# Technical Analysis 101



## sammy84 (7 October 2009)

Thought it would be a good idea to start a thread where the chartists on this thread analyze a stock with each of their different methods. A good chart to start with is IDL.




I've had this chart on my watch list since July, looking for a congestion pattern to form so I could buy. Unfortunately the congestion pattern has gone on for too long now, where now it might be taking the character of a topping pattern. Its movement since September perplexes me, it rallied hard and now has been pretty much unresponsive to the broader market movements. Support of 42c was broken yesterday (only by a little) and buying came straight in. My VSA system showed a buy today, however I'm still not convinced. My analysis nonetheless is that given the support shown in yesterdays dip prices shouldn't go lower, I would enter a buy on the break of the rectangle. 
 I would enter a buy on the break of the rectangle at 45c and a stop at 41c.

Hopefully some discussion gets going and we can all learn a thing or two


----------



## skc (7 October 2009)

sammy84 said:


> Thought it would be a good idea to start a thread where the chartists on this thread analyze a stock with each of their different methods. A good chart to start with is IDL.
> 
> View attachment 33799
> 
> ...




One great advantage of technical analysis is that you can go through hundreds of charts in a short time, and see what patterns jump out at you, rather than forcing a pattern in mind to a chart. This IDL chart doesn't jump at me. The fact that it's been on the watchlist for some time doesn't warrant action IMHO.  

Other than that I agree with your analysis, and that's how I would trade it if I must trade it.


----------



## Boggo (7 October 2009)

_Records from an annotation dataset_
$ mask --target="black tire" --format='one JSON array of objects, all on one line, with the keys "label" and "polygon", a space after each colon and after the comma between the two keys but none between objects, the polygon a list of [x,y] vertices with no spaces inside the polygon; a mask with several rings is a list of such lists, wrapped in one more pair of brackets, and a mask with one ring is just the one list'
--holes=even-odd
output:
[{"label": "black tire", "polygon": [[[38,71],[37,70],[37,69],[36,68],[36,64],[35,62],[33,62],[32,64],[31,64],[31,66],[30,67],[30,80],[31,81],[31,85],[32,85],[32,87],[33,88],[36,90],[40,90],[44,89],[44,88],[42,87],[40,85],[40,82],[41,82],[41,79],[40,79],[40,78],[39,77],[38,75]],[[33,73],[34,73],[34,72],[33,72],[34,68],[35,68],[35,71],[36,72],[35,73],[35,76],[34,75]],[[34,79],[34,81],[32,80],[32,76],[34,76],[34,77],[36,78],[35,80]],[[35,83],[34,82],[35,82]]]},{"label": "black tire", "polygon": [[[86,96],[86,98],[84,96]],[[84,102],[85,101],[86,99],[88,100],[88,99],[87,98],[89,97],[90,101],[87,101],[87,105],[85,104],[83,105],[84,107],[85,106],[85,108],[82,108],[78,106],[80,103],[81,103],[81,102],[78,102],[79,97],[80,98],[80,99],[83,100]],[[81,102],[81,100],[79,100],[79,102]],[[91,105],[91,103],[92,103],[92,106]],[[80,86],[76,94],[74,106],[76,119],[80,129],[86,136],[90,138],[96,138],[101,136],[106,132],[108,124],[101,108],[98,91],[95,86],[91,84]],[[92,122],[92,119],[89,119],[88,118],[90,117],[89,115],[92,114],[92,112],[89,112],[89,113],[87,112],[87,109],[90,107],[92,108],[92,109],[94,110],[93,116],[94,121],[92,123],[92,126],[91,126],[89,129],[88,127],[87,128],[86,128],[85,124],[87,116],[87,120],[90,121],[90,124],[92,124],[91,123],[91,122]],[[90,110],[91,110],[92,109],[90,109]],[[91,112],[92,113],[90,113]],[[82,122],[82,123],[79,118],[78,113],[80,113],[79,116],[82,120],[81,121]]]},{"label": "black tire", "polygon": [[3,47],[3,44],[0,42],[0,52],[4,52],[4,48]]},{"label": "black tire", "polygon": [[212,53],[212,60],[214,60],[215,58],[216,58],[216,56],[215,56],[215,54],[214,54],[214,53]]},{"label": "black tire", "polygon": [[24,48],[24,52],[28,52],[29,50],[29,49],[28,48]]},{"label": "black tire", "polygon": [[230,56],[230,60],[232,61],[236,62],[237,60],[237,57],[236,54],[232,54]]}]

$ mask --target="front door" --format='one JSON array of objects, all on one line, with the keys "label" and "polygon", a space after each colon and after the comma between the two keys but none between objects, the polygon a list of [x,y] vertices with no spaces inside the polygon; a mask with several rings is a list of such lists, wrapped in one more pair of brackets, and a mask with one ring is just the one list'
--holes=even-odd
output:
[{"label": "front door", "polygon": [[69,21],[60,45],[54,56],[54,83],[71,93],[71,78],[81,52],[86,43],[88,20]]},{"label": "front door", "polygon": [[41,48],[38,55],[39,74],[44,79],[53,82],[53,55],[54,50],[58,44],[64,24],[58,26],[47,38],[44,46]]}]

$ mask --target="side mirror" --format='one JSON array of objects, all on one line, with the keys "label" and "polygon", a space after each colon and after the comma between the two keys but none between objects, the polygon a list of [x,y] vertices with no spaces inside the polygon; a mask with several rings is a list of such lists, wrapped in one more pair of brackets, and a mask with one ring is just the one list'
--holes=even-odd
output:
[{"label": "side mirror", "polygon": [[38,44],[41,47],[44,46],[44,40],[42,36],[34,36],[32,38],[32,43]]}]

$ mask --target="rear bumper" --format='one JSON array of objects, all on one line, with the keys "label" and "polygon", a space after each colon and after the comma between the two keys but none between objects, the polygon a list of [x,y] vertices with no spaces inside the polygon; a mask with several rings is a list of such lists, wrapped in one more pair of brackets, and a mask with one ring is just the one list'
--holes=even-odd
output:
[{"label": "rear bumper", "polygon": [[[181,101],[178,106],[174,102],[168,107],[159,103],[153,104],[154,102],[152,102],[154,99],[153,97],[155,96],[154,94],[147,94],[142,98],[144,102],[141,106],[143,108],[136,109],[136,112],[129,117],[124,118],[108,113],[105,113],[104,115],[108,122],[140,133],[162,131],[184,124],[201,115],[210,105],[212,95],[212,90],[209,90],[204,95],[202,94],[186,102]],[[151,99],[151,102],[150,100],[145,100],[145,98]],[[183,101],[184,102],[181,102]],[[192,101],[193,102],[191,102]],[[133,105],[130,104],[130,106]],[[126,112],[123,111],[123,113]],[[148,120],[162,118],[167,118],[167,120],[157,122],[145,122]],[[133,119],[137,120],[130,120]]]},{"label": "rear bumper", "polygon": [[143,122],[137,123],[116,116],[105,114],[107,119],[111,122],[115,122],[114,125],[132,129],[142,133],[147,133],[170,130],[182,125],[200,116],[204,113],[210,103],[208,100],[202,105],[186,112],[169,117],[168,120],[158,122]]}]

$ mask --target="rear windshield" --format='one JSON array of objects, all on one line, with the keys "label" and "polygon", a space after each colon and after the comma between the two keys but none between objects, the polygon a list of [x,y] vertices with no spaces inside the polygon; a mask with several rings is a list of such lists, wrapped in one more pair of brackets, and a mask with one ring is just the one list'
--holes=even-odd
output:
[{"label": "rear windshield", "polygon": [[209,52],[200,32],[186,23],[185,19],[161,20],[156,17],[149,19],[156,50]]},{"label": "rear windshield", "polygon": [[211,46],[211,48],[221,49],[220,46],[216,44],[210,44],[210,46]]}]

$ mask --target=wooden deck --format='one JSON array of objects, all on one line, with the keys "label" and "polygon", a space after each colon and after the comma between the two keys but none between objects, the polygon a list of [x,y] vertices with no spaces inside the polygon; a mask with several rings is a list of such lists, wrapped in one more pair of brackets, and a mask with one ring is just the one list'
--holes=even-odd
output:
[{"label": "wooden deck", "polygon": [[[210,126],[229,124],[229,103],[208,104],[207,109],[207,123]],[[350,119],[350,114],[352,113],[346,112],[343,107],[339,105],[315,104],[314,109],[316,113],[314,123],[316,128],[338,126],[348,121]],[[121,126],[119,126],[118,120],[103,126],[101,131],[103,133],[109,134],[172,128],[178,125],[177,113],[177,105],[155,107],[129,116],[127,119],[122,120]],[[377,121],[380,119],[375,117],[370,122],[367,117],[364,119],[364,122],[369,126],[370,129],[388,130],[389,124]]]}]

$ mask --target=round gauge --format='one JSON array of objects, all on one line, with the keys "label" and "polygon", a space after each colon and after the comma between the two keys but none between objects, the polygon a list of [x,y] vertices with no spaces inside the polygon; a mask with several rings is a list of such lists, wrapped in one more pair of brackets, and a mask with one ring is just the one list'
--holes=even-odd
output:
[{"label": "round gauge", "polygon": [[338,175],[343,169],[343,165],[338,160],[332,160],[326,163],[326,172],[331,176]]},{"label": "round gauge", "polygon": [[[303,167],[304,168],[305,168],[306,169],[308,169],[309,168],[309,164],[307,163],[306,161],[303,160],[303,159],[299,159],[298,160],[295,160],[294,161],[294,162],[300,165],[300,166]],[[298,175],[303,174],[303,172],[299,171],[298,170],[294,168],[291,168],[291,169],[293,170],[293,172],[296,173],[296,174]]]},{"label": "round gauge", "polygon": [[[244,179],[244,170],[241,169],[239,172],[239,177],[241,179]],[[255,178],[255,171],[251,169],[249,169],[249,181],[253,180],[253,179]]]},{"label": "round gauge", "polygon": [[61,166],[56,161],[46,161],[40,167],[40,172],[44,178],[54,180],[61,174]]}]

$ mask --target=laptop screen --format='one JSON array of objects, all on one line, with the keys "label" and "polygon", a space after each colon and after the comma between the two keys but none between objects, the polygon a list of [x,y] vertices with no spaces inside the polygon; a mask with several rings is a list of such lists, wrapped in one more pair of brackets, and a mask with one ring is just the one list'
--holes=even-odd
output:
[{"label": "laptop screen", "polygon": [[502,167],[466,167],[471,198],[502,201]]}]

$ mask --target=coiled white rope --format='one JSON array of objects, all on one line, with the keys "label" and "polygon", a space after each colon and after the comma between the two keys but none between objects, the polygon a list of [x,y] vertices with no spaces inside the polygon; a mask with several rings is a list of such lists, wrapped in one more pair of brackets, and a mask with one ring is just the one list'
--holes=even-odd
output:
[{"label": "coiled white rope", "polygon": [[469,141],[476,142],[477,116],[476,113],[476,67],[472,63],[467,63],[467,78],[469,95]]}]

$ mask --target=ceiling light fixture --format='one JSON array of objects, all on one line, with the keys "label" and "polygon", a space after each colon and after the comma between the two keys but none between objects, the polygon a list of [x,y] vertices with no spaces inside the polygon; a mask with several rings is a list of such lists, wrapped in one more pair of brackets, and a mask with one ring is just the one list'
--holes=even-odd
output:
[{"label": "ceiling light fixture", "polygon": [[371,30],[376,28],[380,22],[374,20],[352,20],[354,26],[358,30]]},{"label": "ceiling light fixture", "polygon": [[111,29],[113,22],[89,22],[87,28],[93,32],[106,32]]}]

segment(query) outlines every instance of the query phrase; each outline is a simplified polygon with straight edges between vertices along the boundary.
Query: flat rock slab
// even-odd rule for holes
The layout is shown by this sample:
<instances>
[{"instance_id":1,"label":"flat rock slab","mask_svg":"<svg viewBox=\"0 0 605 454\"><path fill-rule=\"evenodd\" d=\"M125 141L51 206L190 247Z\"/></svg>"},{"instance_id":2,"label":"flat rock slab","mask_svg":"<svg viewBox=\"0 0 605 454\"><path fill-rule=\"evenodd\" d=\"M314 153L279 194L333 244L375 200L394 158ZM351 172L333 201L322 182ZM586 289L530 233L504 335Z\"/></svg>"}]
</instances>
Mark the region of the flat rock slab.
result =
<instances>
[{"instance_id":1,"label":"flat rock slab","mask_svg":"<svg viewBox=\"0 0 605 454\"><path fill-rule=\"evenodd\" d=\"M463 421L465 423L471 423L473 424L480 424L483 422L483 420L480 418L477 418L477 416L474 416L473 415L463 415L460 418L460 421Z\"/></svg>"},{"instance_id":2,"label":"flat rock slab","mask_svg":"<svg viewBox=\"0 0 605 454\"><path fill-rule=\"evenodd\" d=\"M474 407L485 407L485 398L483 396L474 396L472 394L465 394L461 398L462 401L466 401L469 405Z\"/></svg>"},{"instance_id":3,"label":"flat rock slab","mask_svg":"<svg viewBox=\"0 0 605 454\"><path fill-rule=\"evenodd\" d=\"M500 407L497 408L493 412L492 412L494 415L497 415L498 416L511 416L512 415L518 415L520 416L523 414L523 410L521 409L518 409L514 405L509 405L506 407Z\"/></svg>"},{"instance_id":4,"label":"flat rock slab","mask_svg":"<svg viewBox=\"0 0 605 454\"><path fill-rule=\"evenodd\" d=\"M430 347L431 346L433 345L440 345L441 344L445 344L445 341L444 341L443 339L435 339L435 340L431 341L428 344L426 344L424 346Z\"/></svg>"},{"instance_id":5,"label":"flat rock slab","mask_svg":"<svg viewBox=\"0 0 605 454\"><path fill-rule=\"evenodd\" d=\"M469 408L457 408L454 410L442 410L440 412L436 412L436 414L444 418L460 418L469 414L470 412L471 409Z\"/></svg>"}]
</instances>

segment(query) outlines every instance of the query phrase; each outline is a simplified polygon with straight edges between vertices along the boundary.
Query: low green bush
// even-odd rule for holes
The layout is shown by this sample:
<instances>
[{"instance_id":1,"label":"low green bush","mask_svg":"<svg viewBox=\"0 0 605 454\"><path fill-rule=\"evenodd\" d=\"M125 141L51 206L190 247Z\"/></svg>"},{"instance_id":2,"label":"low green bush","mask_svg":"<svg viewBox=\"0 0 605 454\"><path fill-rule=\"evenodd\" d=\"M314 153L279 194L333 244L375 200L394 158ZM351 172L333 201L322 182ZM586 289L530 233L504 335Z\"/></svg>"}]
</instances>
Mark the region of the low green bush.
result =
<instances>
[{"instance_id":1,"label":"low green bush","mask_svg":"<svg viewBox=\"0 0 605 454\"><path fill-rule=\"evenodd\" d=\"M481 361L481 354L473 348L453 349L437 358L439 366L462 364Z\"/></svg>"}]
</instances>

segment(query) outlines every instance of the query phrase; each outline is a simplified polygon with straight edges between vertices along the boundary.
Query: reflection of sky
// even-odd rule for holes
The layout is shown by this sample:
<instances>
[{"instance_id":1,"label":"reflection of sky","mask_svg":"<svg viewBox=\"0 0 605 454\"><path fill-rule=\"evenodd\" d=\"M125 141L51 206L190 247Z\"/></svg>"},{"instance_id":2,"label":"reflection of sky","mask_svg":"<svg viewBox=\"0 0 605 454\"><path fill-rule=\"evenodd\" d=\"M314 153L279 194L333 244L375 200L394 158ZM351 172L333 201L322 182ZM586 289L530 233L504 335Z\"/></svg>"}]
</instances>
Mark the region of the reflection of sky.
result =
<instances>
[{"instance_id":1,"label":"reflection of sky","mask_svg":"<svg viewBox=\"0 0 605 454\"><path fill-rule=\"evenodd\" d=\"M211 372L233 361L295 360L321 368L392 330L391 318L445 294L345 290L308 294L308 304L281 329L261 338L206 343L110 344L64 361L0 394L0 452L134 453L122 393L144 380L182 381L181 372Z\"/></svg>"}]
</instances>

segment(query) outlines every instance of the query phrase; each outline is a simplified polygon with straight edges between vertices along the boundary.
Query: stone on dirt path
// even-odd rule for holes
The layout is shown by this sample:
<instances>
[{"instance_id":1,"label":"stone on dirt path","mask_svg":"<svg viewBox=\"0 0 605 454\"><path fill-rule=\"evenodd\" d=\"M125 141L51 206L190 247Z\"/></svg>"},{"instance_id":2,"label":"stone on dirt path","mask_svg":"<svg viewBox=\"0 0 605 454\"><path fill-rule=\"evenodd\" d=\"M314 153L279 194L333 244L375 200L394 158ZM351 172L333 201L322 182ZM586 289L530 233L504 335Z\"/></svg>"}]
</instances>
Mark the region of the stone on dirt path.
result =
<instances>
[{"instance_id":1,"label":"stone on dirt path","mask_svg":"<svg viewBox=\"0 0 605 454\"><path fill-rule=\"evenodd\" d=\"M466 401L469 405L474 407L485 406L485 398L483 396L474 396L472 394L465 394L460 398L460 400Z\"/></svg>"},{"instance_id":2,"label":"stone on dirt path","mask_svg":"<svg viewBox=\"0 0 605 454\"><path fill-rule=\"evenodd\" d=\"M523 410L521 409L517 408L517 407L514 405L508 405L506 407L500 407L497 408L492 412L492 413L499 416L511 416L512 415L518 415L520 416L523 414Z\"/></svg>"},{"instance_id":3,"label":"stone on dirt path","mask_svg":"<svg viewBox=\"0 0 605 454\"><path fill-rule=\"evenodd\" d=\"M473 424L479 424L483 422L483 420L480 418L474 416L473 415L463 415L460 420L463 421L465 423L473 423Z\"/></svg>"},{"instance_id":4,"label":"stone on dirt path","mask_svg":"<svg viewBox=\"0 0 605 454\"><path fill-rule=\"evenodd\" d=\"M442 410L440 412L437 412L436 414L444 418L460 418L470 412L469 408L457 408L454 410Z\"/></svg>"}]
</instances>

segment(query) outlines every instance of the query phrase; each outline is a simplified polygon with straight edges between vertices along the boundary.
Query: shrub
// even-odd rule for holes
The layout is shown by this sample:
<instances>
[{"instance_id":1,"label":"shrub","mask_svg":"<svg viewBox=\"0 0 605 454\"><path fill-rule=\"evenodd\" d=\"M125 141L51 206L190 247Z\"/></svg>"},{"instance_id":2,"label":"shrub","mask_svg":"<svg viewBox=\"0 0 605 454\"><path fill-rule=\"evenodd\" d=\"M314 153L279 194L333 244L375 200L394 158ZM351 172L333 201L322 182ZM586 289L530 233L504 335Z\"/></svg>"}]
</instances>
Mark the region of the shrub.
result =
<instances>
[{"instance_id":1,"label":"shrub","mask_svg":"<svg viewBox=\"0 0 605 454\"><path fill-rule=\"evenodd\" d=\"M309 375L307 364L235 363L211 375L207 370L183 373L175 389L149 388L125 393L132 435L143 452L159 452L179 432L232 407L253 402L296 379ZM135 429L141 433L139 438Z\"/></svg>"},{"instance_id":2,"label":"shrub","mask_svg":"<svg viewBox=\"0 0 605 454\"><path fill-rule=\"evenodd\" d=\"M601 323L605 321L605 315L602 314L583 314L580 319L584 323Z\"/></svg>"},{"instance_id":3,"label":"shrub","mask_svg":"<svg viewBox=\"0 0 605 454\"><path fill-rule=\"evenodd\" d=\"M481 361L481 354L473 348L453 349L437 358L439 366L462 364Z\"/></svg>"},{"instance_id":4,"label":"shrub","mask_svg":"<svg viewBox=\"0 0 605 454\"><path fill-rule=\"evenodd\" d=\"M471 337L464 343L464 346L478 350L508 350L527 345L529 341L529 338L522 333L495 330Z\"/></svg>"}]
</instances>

_Written problem 1_
Please gather every line of the records that contains the string "region", matching case exactly.
_Written problem 2_
Write the next part of the forum thread on technical analysis, picking up after its final line.

_Task output 1_
Mark the region of the flat rock slab.
Mark the region of the low green bush.
Mark the region of the reflection of sky.
Mark the region of the stone on dirt path.
Mark the region of the shrub.

_Task output 2_
There you go, two different systems and two different outcomes on the same day.

Its about what your system (charting) behaves like in different situations and on different stock patterns/behaviour.
As an example, the bottom chart procedure cannot be used on a daily chart of BHP.


(click to expand)


----------



## Garpal Gumnut (8 October 2009)

Price and volume.

Supply and demand.

Pure and simple.

gg


----------



## tech/a (8 October 2009)

Garpal Gumnut said:


> Price and volume.
> 
> Supply and demand.
> 
> ...




So how then would you *apply* the above to trading this stock?
Long/Short/Neutral?

This is a general comment I'm sure.

But many cant even A*PPLY* that!


----------



## adt100 (8 October 2009)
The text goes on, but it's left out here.